Moore said her end zone is an effective plan of action against sexual abuse in churches.
Fox had reported only weeks earlier that those in the SBC churches facing allegations of misconduct number in the "hundreds."
"A bombshell investigation by the Houston Chronicle and the San Antonio Express-News found that over the last 20 years, about 380 Southern Baptist church leaders and volunteers have faced credible accusations of sexual misconduct. Of those, roughly 220 were convicted of sex crimes or received plea deals, in cases involving more than 700 victims in all, the report found. Many accusers were young men and women, who allegedly experienced everything from exposure to pornography to rape and impregnation at the hands of church members," Fox reported then.
One of the victims profiled was Debbie Vasquez, who said she was 14 when her pastor in a Texas church first molested her. That continued, she said, for years.
She sued the pastor in 2006, but the pastor claimed the relationship was consensual and he was not charged.
She went to the convention two years later to ask church officials to make changes at their more than 47,000 churches that would prevent such events, but they didn't, the report said.
There is no controlling board that could force a church to make changes, because one of the core beliefs is local church autonomy, which means they believe each church is accountable directly to God for its behavior. As such, they are self-governing – individually.
Greear, at the time of the earlier report, said, "The Bible calls for pastors to be people of integrity, known for their self-control and kindness. A convicted sex offender would certainly not meet those qualifications. Churches that ignore that are out of line with both Scripture and Baptist principles of cooperation."
As of last year, there were 47,456 Southern Baptist churches spread across 41 state conventions, according to the denomination.

..........

> _Stated task_
Reproduce the passage about sexual abuse allegations in Southern Baptist churches word for word.

> _Data extract_
..........

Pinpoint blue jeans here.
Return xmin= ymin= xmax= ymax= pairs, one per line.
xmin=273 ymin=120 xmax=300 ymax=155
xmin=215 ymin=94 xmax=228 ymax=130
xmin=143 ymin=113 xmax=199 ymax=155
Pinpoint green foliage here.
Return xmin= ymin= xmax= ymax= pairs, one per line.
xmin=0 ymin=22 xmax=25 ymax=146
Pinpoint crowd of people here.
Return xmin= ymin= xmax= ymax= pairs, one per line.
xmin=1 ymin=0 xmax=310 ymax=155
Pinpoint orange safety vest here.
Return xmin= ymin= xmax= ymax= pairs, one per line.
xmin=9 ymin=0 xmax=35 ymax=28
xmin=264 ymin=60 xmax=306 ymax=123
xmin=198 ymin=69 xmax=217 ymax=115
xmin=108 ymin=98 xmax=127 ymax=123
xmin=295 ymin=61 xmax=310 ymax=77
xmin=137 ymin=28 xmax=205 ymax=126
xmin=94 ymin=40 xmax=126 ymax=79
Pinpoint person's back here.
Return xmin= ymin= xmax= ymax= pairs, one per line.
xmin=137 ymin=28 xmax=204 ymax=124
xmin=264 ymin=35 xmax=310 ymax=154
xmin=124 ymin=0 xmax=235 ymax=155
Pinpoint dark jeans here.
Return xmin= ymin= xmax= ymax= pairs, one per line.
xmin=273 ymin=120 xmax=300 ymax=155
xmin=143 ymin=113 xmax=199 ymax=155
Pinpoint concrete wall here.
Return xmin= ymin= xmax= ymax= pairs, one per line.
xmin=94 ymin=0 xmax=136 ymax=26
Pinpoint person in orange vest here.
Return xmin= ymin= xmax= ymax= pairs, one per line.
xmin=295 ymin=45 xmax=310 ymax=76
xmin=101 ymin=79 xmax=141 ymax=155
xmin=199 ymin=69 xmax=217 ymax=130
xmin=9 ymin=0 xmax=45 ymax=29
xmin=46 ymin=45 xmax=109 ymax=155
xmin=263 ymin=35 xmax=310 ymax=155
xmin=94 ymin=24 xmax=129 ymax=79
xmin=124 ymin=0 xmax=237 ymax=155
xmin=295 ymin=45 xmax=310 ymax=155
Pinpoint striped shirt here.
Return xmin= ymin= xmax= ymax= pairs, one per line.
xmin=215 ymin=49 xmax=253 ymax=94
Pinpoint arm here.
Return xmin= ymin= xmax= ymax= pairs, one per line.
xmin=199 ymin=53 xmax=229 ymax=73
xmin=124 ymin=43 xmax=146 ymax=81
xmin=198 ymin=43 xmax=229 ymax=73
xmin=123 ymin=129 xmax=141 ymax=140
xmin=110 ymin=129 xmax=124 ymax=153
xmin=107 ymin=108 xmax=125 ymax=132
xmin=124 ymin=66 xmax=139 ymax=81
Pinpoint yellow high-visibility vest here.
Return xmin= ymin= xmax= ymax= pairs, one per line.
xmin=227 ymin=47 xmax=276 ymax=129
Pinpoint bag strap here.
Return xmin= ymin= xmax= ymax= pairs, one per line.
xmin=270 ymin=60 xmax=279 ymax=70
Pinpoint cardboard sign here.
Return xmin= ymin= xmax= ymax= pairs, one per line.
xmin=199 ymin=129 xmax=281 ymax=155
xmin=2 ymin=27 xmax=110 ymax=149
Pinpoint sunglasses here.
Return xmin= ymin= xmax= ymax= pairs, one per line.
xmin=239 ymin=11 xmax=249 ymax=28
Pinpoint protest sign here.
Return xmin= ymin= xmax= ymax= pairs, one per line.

..........

> _Response below_
Moore said her end zone is an effective plan of action against sexual abuse in churches.
Fox had reported only weeks earlier that those in the SBC churches facing allegations of misconduct number in the "hundreds."
"A bombshell investigation by the Houston Chronicle and the San Antonio Express-News found that over the last 20 years, about 380 Southern Baptist church leaders and volunteers have faced credible accusations of sexual misconduct. Of those, roughly 220 were convicted of sex crimes or received plea deals, in cases involving more than 700 victims in all, the report found. Many accusers were young men and women, who allegedly experienced everything from exposure to pornography to rape and impregnation at the hands of church members," Fox reported then.
One of the victims profiled was Debbie Vasquez, who said she was 14 when her pastor in a Texas church first molested her. That continued, she said, for years.
She sued the pastor in 2006, but the pastor claimed the relationship was consensual and he was not charged.
She went to the convention two years later to ask church officials to make changes at their more than 47,000 churches that would prevent such events, but they didn't, the report said.
There is no controlling board that could force a church to make changes, because one of the core beliefs is local church autonomy, which means they believe each church is accountable directly to God for its behavior. As such, they are self-governing – individually.
Greear, at the time of the earlier report, said, "The Bible calls for pastors to be people of integrity, known for their self-control and kindness. A convicted sex offender would certainly not meet those qualifications. Churches that ignore that are out of line with both Scripture and Baptist principles of cooperation."
As of last year, there were 47,456 Southern Baptist churches spread across 41 state conventions, according to the denomination.